Document excerpt:
New Mexico Weather: 3/15/17

Yesterday was warm, sunny and still all day yesterday.  I had intended to do some reading outside, but ended up taking a nap (against my will) instead.

This morning has been cool, still and clear.  There are no clouds anywhere, including over the courtyard in Magdalena:

The National Weather Service (NWS) in Albuquerque forecasts (for Socorro) a sunny day, with a high temperature of 82 F. The winds will be from the northwest at 5 mph, becoming southeast in the afternoon.  This evening will be mostly clear, with a low temperature of 45 F.  The winds will be from the south at 5 mph, becoming west after midnight.

The NWS in Albuquerque forecasts (for Magdalena) a sunny day, with a high temperature of 75 F. The winds will be from the west at 5-10 mph, becoming east in the afternoon.  This evening will be partly cloudy, with a low temperature of 42 F.  The winds will be from the southeast at 5-10 mph, becoming west after midnight.

The NWS in Albuquerque forecasts (for Rio Rancho) a sunny day, with a high temperature of 82 F. The winds will be from the north at 5 mph, becoming west this afternoon.  This evening will be mostly clear, with a low temperature of 45 F.  The winds will be from the west at 5 mph, becoming north  after midnight.

The visible satellite imagery is unavailable at this time.

The infrared satellite imagery shows that all of these clouds are thin, with low, warm tops.  This image has been excluded from today’s post.

The water vapor imagery shows dry air over the entire state so far this morning.

The 12Z sounding from Albuquerque shows a dry atmosphere this morning.  There was 0.12 inches of precipitable water present in the column this morning.  There was no of Convective Available Potential Energy (CAPE) and no Convective Inhibition (CINH) present.  There was a large thermal inversion near the surface, and the 0-3 km average lapse rate was 4.0 C/km.

What to work on: Reproduce the stretch of the New Mexico weather post from "The National Weather" through "5 mph, becoming west after midnight.", word for word.

Given information:
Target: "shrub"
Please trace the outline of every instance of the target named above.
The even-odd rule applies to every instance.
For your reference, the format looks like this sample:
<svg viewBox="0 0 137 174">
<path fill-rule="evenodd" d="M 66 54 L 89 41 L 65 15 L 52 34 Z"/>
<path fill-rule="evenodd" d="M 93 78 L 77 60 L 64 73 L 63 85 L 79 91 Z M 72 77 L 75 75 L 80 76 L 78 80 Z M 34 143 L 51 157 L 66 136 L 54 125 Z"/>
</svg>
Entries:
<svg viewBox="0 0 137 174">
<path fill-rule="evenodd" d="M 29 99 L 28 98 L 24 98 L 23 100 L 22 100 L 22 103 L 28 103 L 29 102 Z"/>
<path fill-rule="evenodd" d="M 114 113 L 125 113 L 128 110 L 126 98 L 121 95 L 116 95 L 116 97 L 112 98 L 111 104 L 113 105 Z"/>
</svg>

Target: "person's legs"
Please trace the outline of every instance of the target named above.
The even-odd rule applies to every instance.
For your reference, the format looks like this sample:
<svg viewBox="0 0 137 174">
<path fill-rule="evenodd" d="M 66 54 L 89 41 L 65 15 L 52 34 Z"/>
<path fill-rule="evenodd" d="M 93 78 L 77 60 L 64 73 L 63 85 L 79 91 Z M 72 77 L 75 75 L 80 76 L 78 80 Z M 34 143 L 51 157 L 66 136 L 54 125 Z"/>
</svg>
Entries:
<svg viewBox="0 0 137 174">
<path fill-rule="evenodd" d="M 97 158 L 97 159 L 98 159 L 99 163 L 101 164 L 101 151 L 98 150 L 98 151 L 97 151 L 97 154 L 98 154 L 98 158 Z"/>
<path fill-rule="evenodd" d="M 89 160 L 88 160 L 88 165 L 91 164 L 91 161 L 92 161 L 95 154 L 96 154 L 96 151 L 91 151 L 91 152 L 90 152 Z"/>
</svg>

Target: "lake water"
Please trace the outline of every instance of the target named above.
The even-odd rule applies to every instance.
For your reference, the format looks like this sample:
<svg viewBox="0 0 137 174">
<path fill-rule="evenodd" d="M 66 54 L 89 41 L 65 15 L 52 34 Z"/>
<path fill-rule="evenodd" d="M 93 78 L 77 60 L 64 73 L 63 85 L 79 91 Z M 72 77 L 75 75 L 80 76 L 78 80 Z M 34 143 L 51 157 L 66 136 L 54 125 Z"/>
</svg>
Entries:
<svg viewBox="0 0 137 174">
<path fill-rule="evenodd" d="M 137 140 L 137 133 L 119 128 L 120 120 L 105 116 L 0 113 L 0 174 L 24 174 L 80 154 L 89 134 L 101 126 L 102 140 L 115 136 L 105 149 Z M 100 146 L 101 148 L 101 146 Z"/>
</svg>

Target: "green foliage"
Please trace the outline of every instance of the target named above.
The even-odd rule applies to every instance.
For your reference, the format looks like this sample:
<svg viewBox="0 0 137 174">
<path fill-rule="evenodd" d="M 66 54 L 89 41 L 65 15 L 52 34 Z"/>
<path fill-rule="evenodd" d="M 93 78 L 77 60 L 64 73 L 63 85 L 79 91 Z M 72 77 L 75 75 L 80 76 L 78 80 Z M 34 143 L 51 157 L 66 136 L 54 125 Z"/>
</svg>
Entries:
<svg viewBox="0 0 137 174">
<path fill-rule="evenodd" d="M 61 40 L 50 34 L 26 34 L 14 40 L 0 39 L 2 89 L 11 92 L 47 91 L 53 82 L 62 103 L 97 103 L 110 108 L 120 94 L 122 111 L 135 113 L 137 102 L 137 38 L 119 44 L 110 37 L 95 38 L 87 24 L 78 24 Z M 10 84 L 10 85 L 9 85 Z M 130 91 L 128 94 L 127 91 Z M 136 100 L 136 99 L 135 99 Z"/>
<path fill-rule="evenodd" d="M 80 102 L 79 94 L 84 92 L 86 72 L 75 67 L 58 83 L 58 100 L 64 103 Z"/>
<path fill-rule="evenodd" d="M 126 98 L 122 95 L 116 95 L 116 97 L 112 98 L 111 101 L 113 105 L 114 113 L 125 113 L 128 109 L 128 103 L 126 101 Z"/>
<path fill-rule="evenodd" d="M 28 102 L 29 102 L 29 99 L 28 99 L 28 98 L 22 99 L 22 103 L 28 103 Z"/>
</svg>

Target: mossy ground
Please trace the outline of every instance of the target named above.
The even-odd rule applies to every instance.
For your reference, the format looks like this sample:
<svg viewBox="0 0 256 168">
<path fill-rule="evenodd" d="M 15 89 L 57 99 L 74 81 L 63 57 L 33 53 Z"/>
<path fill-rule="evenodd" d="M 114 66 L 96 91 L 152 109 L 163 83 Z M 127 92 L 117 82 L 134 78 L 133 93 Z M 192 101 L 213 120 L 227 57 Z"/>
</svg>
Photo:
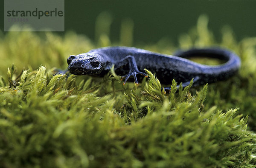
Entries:
<svg viewBox="0 0 256 168">
<path fill-rule="evenodd" d="M 70 55 L 119 44 L 107 34 L 97 46 L 70 32 L 2 36 L 0 167 L 255 167 L 256 38 L 237 42 L 225 28 L 216 42 L 207 22 L 201 17 L 179 46 L 135 46 L 172 54 L 218 45 L 241 57 L 228 80 L 178 92 L 173 81 L 169 94 L 149 71 L 138 85 L 123 86 L 113 70 L 103 78 L 52 76 Z"/>
</svg>

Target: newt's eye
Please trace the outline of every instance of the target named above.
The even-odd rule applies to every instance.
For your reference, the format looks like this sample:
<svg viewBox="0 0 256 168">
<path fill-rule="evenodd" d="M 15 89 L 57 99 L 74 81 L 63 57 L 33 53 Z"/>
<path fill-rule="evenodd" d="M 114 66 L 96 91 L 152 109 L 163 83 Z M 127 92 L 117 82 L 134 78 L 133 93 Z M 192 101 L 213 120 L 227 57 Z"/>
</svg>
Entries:
<svg viewBox="0 0 256 168">
<path fill-rule="evenodd" d="M 70 64 L 71 61 L 72 61 L 72 59 L 74 59 L 75 58 L 76 58 L 76 56 L 75 56 L 73 55 L 70 56 L 67 60 L 67 64 L 69 65 Z"/>
<path fill-rule="evenodd" d="M 91 59 L 90 63 L 93 67 L 97 67 L 99 65 L 99 61 L 97 58 L 93 57 Z"/>
</svg>

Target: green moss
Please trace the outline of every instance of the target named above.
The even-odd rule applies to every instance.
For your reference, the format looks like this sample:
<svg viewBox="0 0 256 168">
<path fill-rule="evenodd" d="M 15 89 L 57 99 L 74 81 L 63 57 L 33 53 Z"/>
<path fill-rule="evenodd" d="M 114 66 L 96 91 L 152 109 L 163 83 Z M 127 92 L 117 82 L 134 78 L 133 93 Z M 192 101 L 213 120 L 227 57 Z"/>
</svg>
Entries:
<svg viewBox="0 0 256 168">
<path fill-rule="evenodd" d="M 85 36 L 10 32 L 0 38 L 0 165 L 255 167 L 256 39 L 237 42 L 225 28 L 216 42 L 207 22 L 199 18 L 180 47 L 228 48 L 241 57 L 239 73 L 178 91 L 173 80 L 169 94 L 147 70 L 148 79 L 125 86 L 113 69 L 103 78 L 53 76 L 67 56 L 96 47 Z M 175 49 L 163 44 L 143 48 Z"/>
</svg>

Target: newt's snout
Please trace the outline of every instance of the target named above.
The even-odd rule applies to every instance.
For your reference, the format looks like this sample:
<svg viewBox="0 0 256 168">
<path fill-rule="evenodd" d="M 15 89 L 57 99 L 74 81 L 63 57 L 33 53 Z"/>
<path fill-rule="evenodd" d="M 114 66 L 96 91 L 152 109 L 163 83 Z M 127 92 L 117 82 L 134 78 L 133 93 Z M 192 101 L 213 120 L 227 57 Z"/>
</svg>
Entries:
<svg viewBox="0 0 256 168">
<path fill-rule="evenodd" d="M 97 74 L 101 73 L 104 68 L 102 59 L 101 56 L 98 55 L 85 54 L 71 55 L 67 60 L 68 64 L 67 69 L 74 75 Z"/>
</svg>

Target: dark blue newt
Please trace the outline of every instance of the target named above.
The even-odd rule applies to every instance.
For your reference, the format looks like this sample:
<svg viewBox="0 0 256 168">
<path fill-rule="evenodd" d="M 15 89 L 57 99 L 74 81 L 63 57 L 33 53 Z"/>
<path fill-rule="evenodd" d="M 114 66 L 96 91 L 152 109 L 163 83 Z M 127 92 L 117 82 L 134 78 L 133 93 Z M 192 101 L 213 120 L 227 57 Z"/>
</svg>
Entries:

Output of the task:
The National Weather Service (NWS) in Albuquerque forecasts (for Socorro) a sunny day, with a high temperature of 82 F. The winds will be from the northwest at 5 mph, becoming southeast in the afternoon.  This evening will be mostly clear, with a low temperature of 45 F.  The winds will be from the south at 5 mph, becoming west after midnight.